(Raw data)
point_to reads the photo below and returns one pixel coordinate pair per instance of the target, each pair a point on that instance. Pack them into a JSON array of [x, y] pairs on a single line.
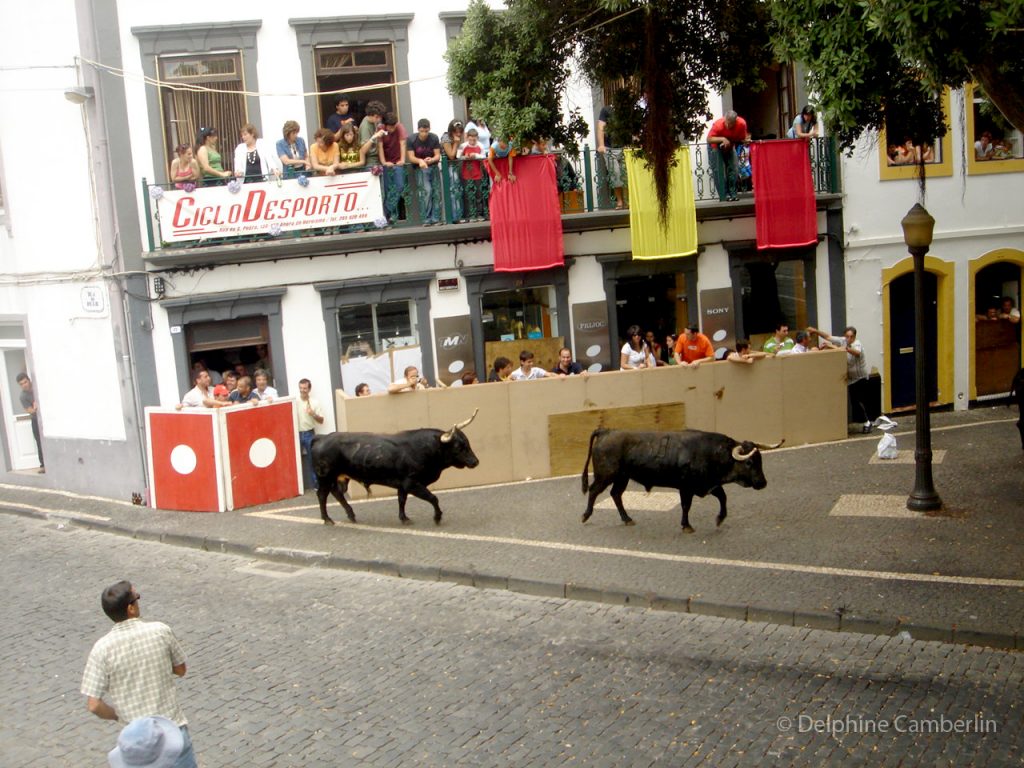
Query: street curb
[[879, 626]]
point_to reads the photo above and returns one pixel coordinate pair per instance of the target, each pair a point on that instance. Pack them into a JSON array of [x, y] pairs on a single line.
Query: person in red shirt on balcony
[[725, 134], [693, 347]]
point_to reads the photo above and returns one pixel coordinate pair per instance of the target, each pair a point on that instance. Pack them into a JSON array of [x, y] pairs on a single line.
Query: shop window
[[186, 111], [520, 313], [772, 294], [378, 342], [898, 155], [353, 70], [221, 345], [995, 145]]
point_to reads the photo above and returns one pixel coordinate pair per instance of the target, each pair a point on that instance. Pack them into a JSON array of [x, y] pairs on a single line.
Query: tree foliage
[[871, 61], [666, 54]]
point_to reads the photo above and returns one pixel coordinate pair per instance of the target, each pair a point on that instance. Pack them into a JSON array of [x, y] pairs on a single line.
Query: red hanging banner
[[783, 194], [525, 216]]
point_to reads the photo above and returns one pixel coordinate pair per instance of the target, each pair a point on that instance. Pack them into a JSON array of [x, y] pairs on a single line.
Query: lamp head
[[79, 94], [918, 227]]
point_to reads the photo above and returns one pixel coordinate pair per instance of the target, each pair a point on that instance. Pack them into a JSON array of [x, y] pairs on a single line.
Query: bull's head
[[458, 446], [748, 470]]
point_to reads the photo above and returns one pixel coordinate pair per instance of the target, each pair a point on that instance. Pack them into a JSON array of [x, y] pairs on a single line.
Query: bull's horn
[[446, 437], [739, 456], [463, 425]]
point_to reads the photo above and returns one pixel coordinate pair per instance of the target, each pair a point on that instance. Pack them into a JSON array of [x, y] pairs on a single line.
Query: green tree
[[513, 66], [872, 60]]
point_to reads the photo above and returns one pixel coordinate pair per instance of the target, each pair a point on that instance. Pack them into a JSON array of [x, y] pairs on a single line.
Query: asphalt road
[[307, 667]]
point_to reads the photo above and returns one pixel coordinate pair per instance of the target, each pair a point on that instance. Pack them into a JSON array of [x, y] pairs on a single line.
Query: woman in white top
[[255, 160], [636, 353]]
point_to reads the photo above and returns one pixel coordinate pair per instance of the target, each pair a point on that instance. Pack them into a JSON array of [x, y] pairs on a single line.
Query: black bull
[[408, 461], [1017, 395], [695, 463]]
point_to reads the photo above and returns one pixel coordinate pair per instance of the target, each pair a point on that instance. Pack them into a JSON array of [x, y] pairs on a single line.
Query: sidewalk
[[828, 544]]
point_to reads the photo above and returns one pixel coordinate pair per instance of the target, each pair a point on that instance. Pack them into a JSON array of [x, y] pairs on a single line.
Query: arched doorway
[[903, 348], [995, 344], [898, 333]]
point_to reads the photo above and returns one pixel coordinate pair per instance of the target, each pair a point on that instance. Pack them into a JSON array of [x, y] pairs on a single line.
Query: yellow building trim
[[932, 170], [1011, 255], [981, 168], [944, 273]]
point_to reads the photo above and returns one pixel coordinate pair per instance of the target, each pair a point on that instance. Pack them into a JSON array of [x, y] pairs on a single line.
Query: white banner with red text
[[269, 208]]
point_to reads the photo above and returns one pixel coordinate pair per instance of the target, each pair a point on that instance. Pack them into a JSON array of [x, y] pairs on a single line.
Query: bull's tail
[[590, 450]]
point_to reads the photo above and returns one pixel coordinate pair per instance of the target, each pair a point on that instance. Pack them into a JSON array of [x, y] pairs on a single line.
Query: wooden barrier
[[801, 398]]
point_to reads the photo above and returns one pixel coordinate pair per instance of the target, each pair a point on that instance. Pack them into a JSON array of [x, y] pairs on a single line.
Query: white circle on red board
[[262, 453], [183, 460]]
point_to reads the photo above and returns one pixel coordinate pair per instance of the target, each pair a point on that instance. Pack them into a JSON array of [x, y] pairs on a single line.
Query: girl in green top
[[209, 159]]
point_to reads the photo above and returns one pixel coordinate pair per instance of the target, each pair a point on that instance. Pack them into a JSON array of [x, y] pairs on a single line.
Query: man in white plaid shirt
[[130, 671]]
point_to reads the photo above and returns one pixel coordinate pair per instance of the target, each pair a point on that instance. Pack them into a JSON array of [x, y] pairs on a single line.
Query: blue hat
[[147, 742]]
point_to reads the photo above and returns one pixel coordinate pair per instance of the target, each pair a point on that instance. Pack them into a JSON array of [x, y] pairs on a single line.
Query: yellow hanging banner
[[648, 239]]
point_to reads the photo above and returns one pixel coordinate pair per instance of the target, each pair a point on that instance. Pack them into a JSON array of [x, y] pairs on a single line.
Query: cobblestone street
[[292, 667]]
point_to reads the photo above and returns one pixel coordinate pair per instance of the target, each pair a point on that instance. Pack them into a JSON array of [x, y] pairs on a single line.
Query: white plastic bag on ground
[[885, 423], [887, 446]]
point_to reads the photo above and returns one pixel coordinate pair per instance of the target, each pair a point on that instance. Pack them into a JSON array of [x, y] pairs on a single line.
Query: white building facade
[[84, 313]]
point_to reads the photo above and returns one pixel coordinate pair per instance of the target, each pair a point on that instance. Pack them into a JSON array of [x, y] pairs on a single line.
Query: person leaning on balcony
[[325, 154], [635, 353], [209, 159], [352, 153], [292, 151], [693, 347], [370, 125], [184, 169], [725, 134], [253, 159], [805, 125]]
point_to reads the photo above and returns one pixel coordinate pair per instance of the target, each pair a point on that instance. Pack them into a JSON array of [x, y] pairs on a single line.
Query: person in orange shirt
[[693, 347]]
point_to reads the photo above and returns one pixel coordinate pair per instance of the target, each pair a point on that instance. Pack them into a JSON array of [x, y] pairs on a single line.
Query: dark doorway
[[648, 301], [902, 347]]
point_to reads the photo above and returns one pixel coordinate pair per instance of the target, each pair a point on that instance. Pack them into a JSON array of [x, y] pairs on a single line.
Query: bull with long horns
[[407, 461], [694, 463]]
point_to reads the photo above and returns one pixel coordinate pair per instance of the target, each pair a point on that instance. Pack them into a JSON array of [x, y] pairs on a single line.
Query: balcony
[[588, 202]]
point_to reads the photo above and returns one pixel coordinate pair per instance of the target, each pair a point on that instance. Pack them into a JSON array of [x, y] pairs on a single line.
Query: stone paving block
[[924, 632], [977, 637], [867, 625], [421, 572], [816, 621], [537, 588], [770, 615], [712, 608]]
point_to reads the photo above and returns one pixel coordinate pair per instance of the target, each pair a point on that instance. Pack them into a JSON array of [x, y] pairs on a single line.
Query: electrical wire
[[174, 86]]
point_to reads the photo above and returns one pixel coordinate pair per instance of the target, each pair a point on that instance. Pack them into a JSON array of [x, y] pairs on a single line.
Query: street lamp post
[[918, 226]]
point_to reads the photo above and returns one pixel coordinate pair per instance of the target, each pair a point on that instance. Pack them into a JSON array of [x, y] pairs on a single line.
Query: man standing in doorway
[[130, 671], [31, 406], [309, 416], [856, 371]]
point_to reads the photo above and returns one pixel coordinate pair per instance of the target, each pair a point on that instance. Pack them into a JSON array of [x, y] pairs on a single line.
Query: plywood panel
[[568, 434], [814, 396]]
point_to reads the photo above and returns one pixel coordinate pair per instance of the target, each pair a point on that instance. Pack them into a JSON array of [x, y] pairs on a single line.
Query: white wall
[[53, 250]]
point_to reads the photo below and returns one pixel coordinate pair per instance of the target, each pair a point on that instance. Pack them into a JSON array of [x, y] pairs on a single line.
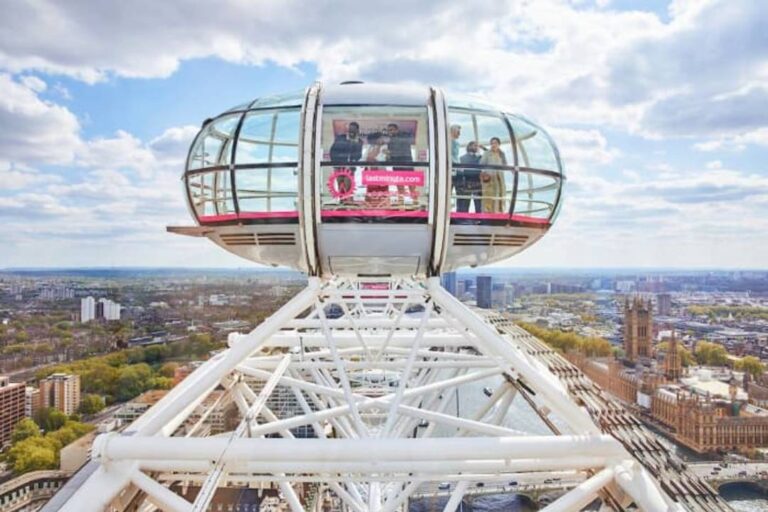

(Work instruction) When you set down the records above, copy every line exactly and exclude the pictures.

(Result)
point_to reads the photo below and returns one pixel coordinate pair per instance of the target, each pair a point on that instance. Pack them into a JSON array of [x, y] pairs on a single line.
Query: street curb
[[879, 626]]
point_to reads the photo above and returns one pixel coordinate pair per instance of the target, each pair a point on that instance. Pack them into a JSON array of [x, y] pairs on a single line.
Query: person in red shirt on balcony
[[725, 134], [693, 347]]
point_to reads the photo above and returns one pixel coordinate pair per instance of the target, each pair a point on that instance. Pack them into a JSON array of [x, y] pairs on a single line.
Query: shop window
[[186, 111], [520, 313], [772, 294], [378, 342], [898, 155], [353, 70], [221, 345], [995, 145]]
point_to reads the photo above and returns one pixel coordinate pair per instance of the target, each pair a point on that instance. Pack them into a JSON array of [x, y] pairs on a single line.
Query: tree foliage
[[871, 61], [666, 54]]
point_to reads the photo above and returns one pixel coordinate pair per instance of the target, each pair a point on that instance. Pack them into a JSON array of [x, y] pairs on a single line.
Query: red hanging banner
[[783, 194], [525, 216]]
point_to reads the photo above and returns one pixel coordinate pair per instance of the target, each pair a point on that instance. Pack them into a JSON array of [x, y] pairs on a single line.
Query: lamp head
[[79, 94], [918, 227]]
point_to reads the photo above and returns one pixel coordinate pair per instance of the target, each pair a point on that instance. Pack them into a JSON array of [x, y] pairs on a single line.
Query: bull's head
[[458, 446], [748, 470]]
point_to reads the photo above and returns one pixel coordinate pair per instance of the target, each pair a point on that instance. Pack them into a JSON array of [x, y] pairs on a single line.
Query: bull's horn
[[446, 437], [739, 456], [463, 425]]
point_to reads the photo above and returns one pixel coordinate pair per instance of the target, each pair a point on that instance. Pack them into a JSON array of [x, y] pairs on a single line.
Query: green tree
[[513, 66], [872, 60]]
point_to reads the photo above and returns one pixel coordinate pair per instance of the target, each pair a point on that instance. Pack them into a JSON array of [x, y] pairs on a single line.
Query: asphalt road
[[307, 667]]
point_to reads the photo above and returns one pixel coordinate pair per instance of the target, each pair a point on that instance. Pack them into a JSON array of [x, y] pairs on a single line.
Query: woman in white top
[[255, 160], [636, 353]]
point_to reads the photo above and returns one pixel coordinate pair per instance of the target, each pair a point on that instance. Pack them into a JSON array of [x, y] pairs on a single line.
Query: black bull
[[408, 461], [1017, 395], [695, 463]]
point_to reads the photo above and returns one pixel coordinate pair per instance of the target, each pair a point on that instance. Pack them into a JSON array of [x, y] pairs on a single line.
Query: sidewalk
[[828, 544]]
point_to reads the photo above and returns one pixel coordinate pair per instance of the target, each pair a point on that instance. Pack them into a JSON array of [x, y] pairs on a single line.
Query: arched doorway
[[903, 348], [995, 344], [898, 333]]
point_to reads the photo above and returns one pixel coordinate pair per instance of the target, each pair a point on that instance. Pack them into a JSON array of [x, y] pairs on a single line.
Query: yellow building trim
[[932, 170], [1011, 255], [981, 168], [944, 273]]
point_to reads the photo above and returns one pixel coordinate pair per instance of the target, each pair a point on that instance. Pack them into a JSON array of [x, y] pairs on a single line.
Query: white banner with red text
[[269, 208]]
point_to reads the photo above and returns one pixel coordinate pair per instance of the target, each pair a point on that instance. Pack them into a JSON array of [x, y] pairs on a single line.
Query: bull's tail
[[590, 450]]
point_to reads the photo above and returns one pixel coordinate pair per instance of the target, each pair a point on that instance. Pack them into a JSON array of [x, y] pairs on a single line.
Query: wooden barrier
[[801, 398]]
point_to reads the photo above and returns one pixel coordinate pair per instance of the target, each pair a point on that instance. Pack them into a JSON array of [x, y] pairs on a single line.
Query: white circle on red board
[[262, 453], [183, 460]]
point_to reads the photo above and returns one pixel coordinate pair per instance of the target, each pair a point on that instance. Pack them into a JSON array of [x, y] pairs on a single line.
Query: girl in green top
[[209, 159]]
point_to reads the photo above and returns one pixel coordinate pair per instance of the target, each pair a point on that instance. Pack them into a JSON array of [x, y] pairs on a single line.
Query: man in white plaid shirt
[[130, 671]]
point_to reads the photo above and returns one pixel coordinate pair per instance of the target, each pair a point on that instance. Pack them into a JSON array of [x, y] pairs on a single line.
Query: blue hat
[[147, 742]]
point_to reads the photo above and returns one pixel coordinate pair per instance of the target, each pair a point on that instance. Pack them into a JSON array of [x, y] pairs on a single line.
Query: yellow hanging banner
[[648, 239]]
point_to reads the photo above and returns one pixel coordinate pair per instance of the target, each pair a point on that instance. Pack them into a JSON array of [x, y] pairs on a single line.
Query: cobblestone street
[[292, 667]]
point_to reads the photo above and returns one pixel coordinate pair per instance of the target, each pair a point on that instance. Pack them into a JSON array of [x, y] pairs on a single line.
Query: white plastic bag on ground
[[885, 423], [887, 446]]
point_to reads the photo above and returns one pixel coordinate pair per instance of the target, each pair a point on that instance. Pack them into a JSON array of [x, y] pairs on a single line.
Query: white building facade
[[84, 313]]
point_to reads the photo above and returns one pixel coordinate pair per instance of the target, each pair a point on that instance. Pack them into a JSON array of [x, y] pairs on a single line.
Query: person leaning on balcony
[[325, 154], [635, 353], [209, 159], [352, 153], [292, 151], [693, 347], [370, 125], [184, 169], [725, 134], [253, 159], [805, 125]]
point_to reads the photo above and returns one pixel coordinate pair per instance of the target, each pair a point on that instance. Pack them into a JSON array of [x, y] pairs on a single line.
Query: person in orange shirt
[[693, 347]]
point_to reads the photo above and returns one pixel coordinate pair per instance of the target, each pair a point on that instance. Pack them into a JSON array of [x, y] pairs on a single line.
Query: dark doorway
[[648, 301], [902, 347]]
point_to reads the photo above and returns one pixel coordinate pair per instance of the target, each pair a point on that instance. Pack them into a JSON array of [x, y] pairs on a single line.
Query: bull with long horns
[[407, 461], [694, 463]]
point_to reads the photo above and returns one pixel coordinate pair per instance of the target, each pair a point on that instance. Pack them into a JSON array of [x, y] pairs on a single line.
Query: balcony
[[588, 202]]
point_to reads the photo above and returns one pixel coordinate pair per instance of the target, each pair a point on that instance. Pack them into a JSON array of [x, y] pairs on a single line.
Query: stone paving block
[[924, 632], [977, 637], [867, 625], [421, 572], [816, 621], [537, 588], [770, 615], [712, 608]]
point_to reads the photo above and returns one pixel coordinate pair per instance of the target, each pair a point on that instance. Pack them into a JSON array of [x, y] pairs on a single line.
Query: electrical wire
[[174, 86]]
point_to reads the photo above and returns one pixel coordinate pair per instance of the target, each pair a point on that instance. Pack them into a JSON array of [x, y] pairs on a single line.
Query: street lamp post
[[918, 226]]
point_to reads the photo above and returns one pixel coordinate pair per instance of the target, each pair a point on that instance. Pack them into a JSON array of [x, y] pairs on a single line.
Query: man standing in doorway
[[130, 671], [31, 406], [309, 416], [856, 371]]
point_to reads the photo above and returns one pixel coordinate pair per instance of the target, each pair a point on that instance. Pack them into a JSON array of [x, y] pairs on a single line.
Query: plywood panel
[[568, 434], [814, 396]]
point_to reads the photo above and returns one pixel coordinate pair per instance of the target, each pair a point on that instance. Pack them into a JSON array of [x, y] pairs on a single line.
Query: white wall
[[53, 250]]
point_to reads the photo below and returns one pixel coordinate pair per instance of the target, each pair a point on that instance. Pack them into a JSON array of [x, y] pairs on a single line.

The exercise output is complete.